▸ Set of tasks
• 1. Answer these questions using the article on samplers:
(a) In what year did Jean Elizabeth Walker work her sampler of Donnington Castle?
(b) How old was Ann Gundrill when she worked her sampler?
(c) Which poem makes up Alice Sheppard's entire verse sampler?
• 2. Rewrite the article on samplers from "Treasures in the" to "volunteer ALISON TOPLIS.", replacing "needlework" with "sewing".
• 3. Continue the article on samplers from its final sentence.

▸ Selection
* start *
Treasures in the West Berkshire Museum collection:

Samplers, with their embroidered rows of numbers and letters, were often seen as decoration in a Victorian home. By the 19th century, they were an educational tool for teaching girls needlework. Originally, they were a way of recording different stitches in the days before pen and paper were common, like a reference book, hence their name, explains museum volunteer ALISON TOPLIS.

THE West Berkshire Museum holds a collection of more than 20 various samplers worked by girls and women, mainly during the 19th century. These are decorative, many with typical horizontal bands within a stylised border, often in cross stitch.
One of the most pictorial in the museum collection was worked by Jean Elizabeth Walker in 1827, where she depicts Donnington Castle, along with a short history of its destruction during the English Civil War.

During the late 18th and early 19th centuries, there was a fashion for copying topographical prints in silk embroidery. A print of the entrance to Donnington Castle was published in 1816-18, seemingly the source of the sampler image worked up during the following decade.

Likewise, map samplers were also popular in the late 18th century, combining both a geography and sewing lesson. As represented in the museum collection, maps of English and Welsh counties were most common, this one worked by Mary Meacham in 1783. A typical sampler was worked by Ann Gundrill in 1845, when she was 11 years old. A colourful fruit tree or tree of life in the middle with a moral verse above, were placed within stylised borders. The moral verse, often a Biblical
quotation, became an integral part of Victorian sampler design. Often with a general exhortation to a live a virtuous, industrious and religious life, such verses could serve a particular purpose, as in the sampler by Alice Sheppard, finished in 1889. Her entire verse sampler is the poem The Fatal Glass, which seems to be inspired by the Temperance Movement. During the 1880s, this was a mass movement which called for abstinence from the consumption of alcohol, supported by organisations such as the Salvation Army and Methodism.
* end *
▸ Record excerpts
* start *
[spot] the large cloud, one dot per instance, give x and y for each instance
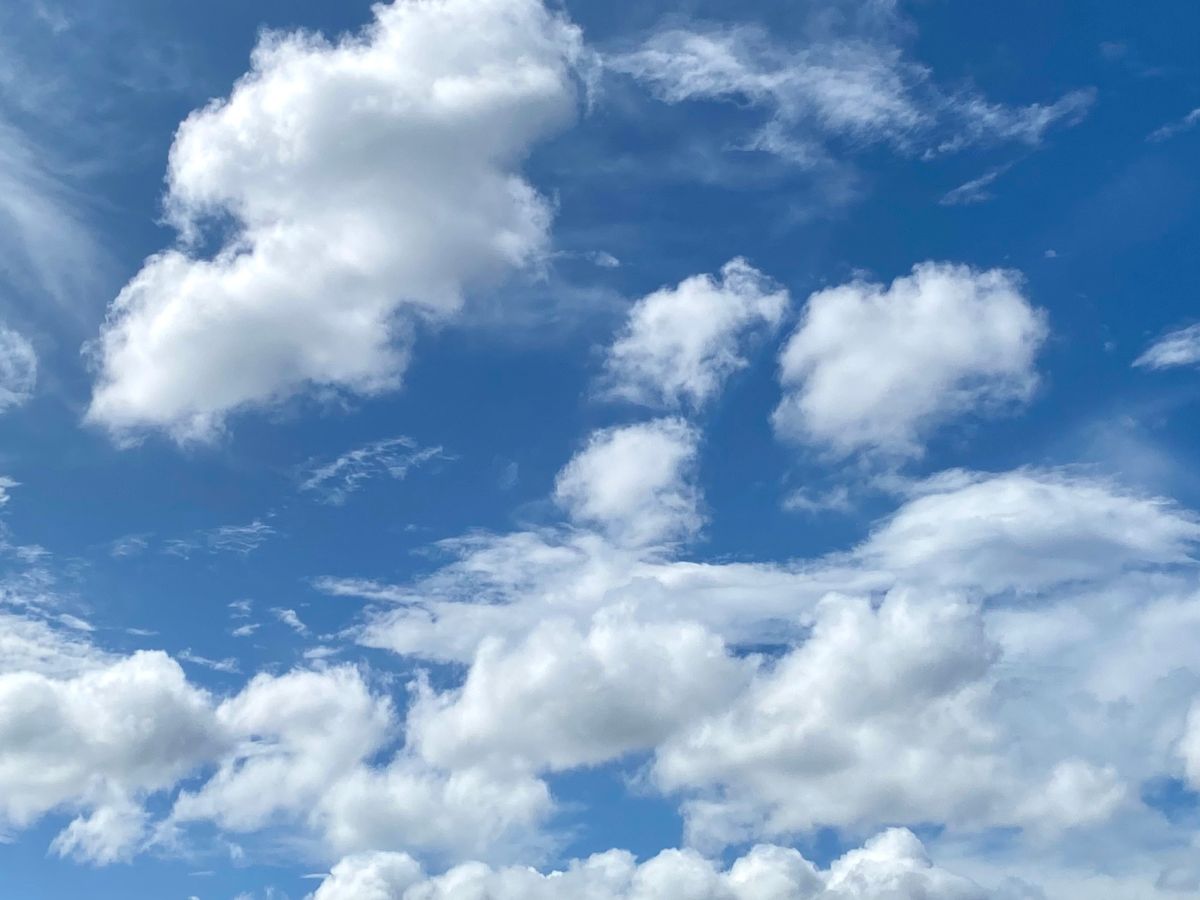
(365, 184)
(681, 343)
(18, 369)
(874, 369)
(97, 739)
(893, 864)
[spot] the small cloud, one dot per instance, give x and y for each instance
(289, 618)
(335, 481)
(75, 622)
(833, 501)
(1177, 348)
(131, 545)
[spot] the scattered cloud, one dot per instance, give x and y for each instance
(681, 343)
(18, 370)
(335, 481)
(1176, 348)
(975, 191)
(874, 369)
(852, 91)
(340, 247)
(1177, 127)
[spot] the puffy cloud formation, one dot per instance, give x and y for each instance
(1177, 348)
(1026, 531)
(893, 864)
(873, 369)
(366, 183)
(642, 682)
(18, 369)
(681, 343)
(97, 739)
(857, 90)
(881, 715)
(635, 483)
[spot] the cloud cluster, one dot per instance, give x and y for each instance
(873, 367)
(355, 189)
(893, 864)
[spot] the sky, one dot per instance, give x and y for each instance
(519, 449)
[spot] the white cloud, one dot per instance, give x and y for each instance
(682, 343)
(977, 190)
(370, 183)
(396, 457)
(18, 370)
(893, 864)
(635, 483)
(875, 369)
(855, 90)
(115, 731)
(882, 715)
(642, 682)
(1177, 127)
(1026, 531)
(1177, 348)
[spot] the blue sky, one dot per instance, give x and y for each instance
(705, 450)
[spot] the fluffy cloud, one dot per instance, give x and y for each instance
(634, 483)
(875, 369)
(367, 183)
(1177, 348)
(881, 715)
(18, 370)
(1026, 531)
(893, 864)
(681, 343)
(642, 682)
(113, 732)
(857, 90)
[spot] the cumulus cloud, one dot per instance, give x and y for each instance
(1177, 348)
(855, 90)
(366, 185)
(642, 682)
(635, 483)
(892, 864)
(18, 370)
(117, 731)
(874, 369)
(681, 343)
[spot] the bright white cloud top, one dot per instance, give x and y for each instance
(365, 186)
(727, 573)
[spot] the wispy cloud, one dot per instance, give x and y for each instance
(852, 90)
(228, 665)
(1176, 348)
(395, 457)
(361, 589)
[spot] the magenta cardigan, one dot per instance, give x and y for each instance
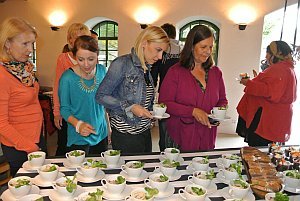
(181, 93)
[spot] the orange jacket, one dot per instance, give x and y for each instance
(20, 113)
(274, 90)
(63, 63)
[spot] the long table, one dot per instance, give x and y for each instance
(151, 161)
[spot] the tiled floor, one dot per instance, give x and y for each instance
(223, 141)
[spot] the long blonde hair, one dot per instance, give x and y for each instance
(10, 28)
(150, 34)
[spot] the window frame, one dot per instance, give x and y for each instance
(106, 38)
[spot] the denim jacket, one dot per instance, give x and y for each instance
(123, 86)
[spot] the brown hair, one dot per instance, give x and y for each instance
(86, 43)
(279, 51)
(197, 33)
(76, 28)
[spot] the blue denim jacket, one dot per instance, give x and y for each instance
(123, 86)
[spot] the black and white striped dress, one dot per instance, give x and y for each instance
(145, 123)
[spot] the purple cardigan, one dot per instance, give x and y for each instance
(181, 93)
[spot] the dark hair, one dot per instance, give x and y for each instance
(279, 51)
(197, 33)
(66, 48)
(86, 43)
(169, 29)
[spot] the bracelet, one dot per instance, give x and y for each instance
(78, 126)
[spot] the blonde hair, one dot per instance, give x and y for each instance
(10, 28)
(150, 34)
(76, 28)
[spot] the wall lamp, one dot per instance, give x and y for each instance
(242, 26)
(144, 26)
(57, 19)
(242, 15)
(54, 28)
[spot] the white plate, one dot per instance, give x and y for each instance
(225, 193)
(291, 190)
(142, 177)
(109, 196)
(217, 119)
(179, 159)
(100, 175)
(181, 199)
(219, 163)
(26, 165)
(120, 162)
(55, 196)
(30, 197)
(220, 178)
(37, 180)
(167, 193)
(165, 116)
(8, 196)
(174, 177)
(69, 165)
(191, 170)
(212, 188)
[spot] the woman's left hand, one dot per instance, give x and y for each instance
(201, 116)
(244, 81)
(86, 129)
(140, 111)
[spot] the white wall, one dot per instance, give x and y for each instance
(239, 51)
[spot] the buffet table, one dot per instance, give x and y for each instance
(152, 161)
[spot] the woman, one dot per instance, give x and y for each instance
(20, 111)
(64, 62)
(190, 90)
(127, 92)
(266, 108)
(87, 125)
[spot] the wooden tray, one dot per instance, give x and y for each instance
(259, 193)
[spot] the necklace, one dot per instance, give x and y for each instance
(86, 88)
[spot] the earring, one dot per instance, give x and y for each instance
(8, 51)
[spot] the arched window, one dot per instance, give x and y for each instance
(183, 32)
(107, 41)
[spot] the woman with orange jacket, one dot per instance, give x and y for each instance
(20, 111)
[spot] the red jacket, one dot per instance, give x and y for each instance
(274, 90)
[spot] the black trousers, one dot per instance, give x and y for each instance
(91, 150)
(129, 143)
(249, 134)
(16, 158)
(62, 138)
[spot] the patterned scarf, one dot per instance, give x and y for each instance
(21, 70)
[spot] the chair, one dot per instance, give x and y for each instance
(4, 171)
(48, 123)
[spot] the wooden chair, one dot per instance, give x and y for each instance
(4, 171)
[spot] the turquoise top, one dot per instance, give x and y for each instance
(78, 99)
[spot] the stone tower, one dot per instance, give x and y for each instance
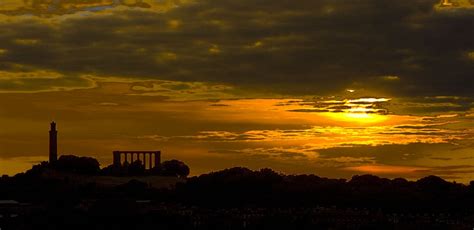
(53, 143)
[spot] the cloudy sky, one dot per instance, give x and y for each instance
(330, 87)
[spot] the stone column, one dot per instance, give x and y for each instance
(150, 161)
(157, 158)
(117, 161)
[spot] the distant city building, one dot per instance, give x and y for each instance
(148, 158)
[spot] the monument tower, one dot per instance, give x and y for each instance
(53, 143)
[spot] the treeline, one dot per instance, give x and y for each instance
(90, 166)
(242, 187)
(265, 188)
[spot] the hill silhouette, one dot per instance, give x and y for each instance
(235, 198)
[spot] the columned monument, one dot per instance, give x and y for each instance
(149, 159)
(53, 143)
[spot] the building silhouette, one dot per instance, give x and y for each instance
(149, 159)
(53, 143)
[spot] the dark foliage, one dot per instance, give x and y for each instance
(74, 164)
(174, 168)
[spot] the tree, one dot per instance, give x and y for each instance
(75, 164)
(174, 168)
(136, 168)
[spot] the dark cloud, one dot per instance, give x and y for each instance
(309, 47)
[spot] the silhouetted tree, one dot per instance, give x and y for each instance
(74, 164)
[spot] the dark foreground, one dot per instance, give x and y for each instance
(237, 199)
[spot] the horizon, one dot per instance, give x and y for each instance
(323, 87)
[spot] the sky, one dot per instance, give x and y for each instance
(327, 87)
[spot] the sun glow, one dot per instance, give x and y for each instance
(359, 118)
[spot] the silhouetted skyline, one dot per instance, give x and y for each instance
(333, 88)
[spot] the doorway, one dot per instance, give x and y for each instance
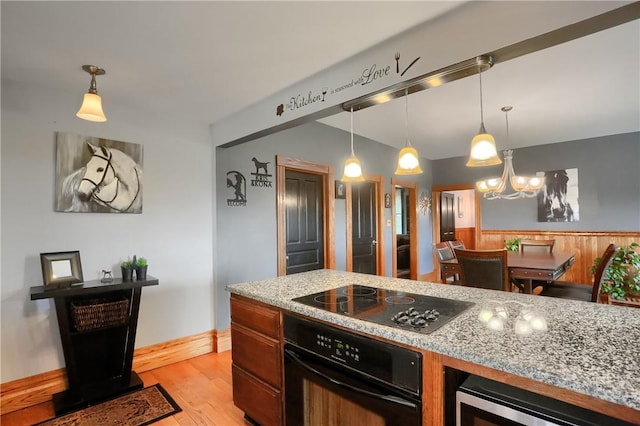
(437, 191)
(447, 217)
(298, 184)
(365, 241)
(405, 229)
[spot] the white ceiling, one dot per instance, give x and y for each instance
(202, 61)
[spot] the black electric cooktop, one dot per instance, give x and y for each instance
(415, 312)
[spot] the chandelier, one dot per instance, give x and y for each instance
(523, 186)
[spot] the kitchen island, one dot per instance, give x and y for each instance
(589, 356)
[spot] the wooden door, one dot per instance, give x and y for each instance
(364, 227)
(304, 222)
(447, 217)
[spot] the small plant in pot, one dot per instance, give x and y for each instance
(623, 274)
(127, 270)
(141, 268)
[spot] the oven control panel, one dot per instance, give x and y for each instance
(339, 349)
(386, 362)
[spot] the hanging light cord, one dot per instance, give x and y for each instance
(481, 107)
(352, 154)
(406, 116)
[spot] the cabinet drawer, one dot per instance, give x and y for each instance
(257, 399)
(256, 354)
(256, 317)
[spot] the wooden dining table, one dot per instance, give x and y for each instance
(525, 267)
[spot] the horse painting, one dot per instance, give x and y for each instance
(558, 199)
(111, 181)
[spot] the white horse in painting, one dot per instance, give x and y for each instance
(110, 179)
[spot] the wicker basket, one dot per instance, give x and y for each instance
(92, 314)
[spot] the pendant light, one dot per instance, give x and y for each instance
(483, 146)
(91, 108)
(523, 186)
(408, 160)
(352, 167)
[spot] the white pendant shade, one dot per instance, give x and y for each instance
(352, 170)
(408, 162)
(91, 108)
(523, 186)
(483, 150)
(352, 167)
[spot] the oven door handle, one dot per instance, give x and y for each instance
(389, 398)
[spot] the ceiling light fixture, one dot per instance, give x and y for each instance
(352, 167)
(524, 186)
(483, 146)
(91, 108)
(408, 160)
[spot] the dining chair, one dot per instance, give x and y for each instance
(444, 252)
(540, 246)
(578, 291)
(535, 246)
(484, 269)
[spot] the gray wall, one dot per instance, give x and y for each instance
(175, 231)
(608, 183)
(247, 235)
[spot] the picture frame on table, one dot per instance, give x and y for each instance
(61, 269)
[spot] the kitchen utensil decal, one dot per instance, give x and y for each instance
(410, 65)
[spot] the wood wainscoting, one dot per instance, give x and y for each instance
(586, 246)
(23, 393)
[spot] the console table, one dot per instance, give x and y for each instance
(97, 323)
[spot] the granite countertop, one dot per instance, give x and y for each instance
(589, 348)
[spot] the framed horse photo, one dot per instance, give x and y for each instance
(95, 175)
(61, 269)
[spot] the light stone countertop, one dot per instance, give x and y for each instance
(589, 348)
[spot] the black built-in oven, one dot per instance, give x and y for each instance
(337, 378)
(481, 401)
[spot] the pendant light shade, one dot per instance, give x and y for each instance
(523, 186)
(352, 167)
(483, 150)
(408, 160)
(91, 108)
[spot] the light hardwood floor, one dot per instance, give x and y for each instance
(201, 386)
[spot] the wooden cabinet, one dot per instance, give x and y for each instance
(97, 323)
(257, 361)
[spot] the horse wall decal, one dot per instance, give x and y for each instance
(111, 181)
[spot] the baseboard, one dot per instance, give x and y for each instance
(23, 393)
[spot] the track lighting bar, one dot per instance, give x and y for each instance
(427, 81)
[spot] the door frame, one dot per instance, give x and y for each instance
(412, 208)
(287, 163)
(378, 182)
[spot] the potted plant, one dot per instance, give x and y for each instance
(512, 245)
(127, 270)
(141, 269)
(623, 274)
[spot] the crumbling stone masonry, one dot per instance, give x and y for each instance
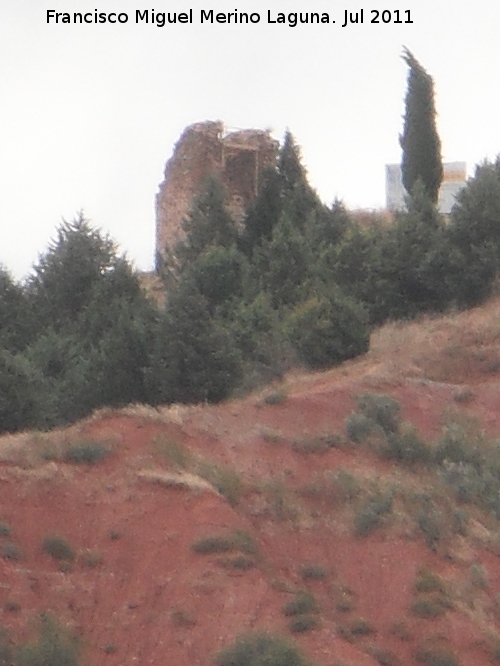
* end *
▸ Exercise answers
• 1.
(a) 1827
(b) 11 years old
(c) The Fatal Glass

• 2.
Treasures in the West Berkshire Museum collection:

Samplers, with their embroidered rows of numbers and letters, were often seen as decoration in a Victorian home. By the 19th century, they were an educational tool for teaching girls sewing. Originally, they were a way of recording different stitches in the days before pen and paper were common, like a reference book, hence their name, explains museum volunteer ALISON TOPLIS.

• 3.
Samplers were important as they were exercises in the stitching that girls would need during their working lives – sewing dominated the school curriculum, taking up around half the day. Sewing numbers and letters was a particular skill required by many women for numbering and initialling items of clothing and household linen, especially when sent out for laundry. Many women ended up in service of some kind, where this was a required skill. Clothing and textiles were expensive and easily stolen so being able to mark items was a necessity.

Two samplers in the collection are from Welford School – one from 1785 and one from 1853 – before the Victorian school was rebuilt in the village in 1857. They are both the first worked basic type of sampler, embroidered in simple stitches, usually cross stitch, in one colour, often red, as in the example from 1853. A girl would make a progression from this to something more elaborate between the ages of 10 and 14, before leaving school. Avis Fisher was nine when she finished her sampler in 1853. Perhaps she then moved on to working more interesting motifs in her next piece?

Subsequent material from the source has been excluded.